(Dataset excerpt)
╭──

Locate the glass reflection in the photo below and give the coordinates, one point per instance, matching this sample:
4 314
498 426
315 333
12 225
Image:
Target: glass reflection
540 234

╰──

**Exercise:** Present every line of the items above as a numbered list, leaving out any blank lines.

**Complete output:**
1. Locate the glass reflection in the photo below and give the coordinates, one point per instance, matching this sample:
2. 4 314
3. 498 426
4. 315 333
5. 12 225
6. Image:
7. Target: glass reflection
8. 540 234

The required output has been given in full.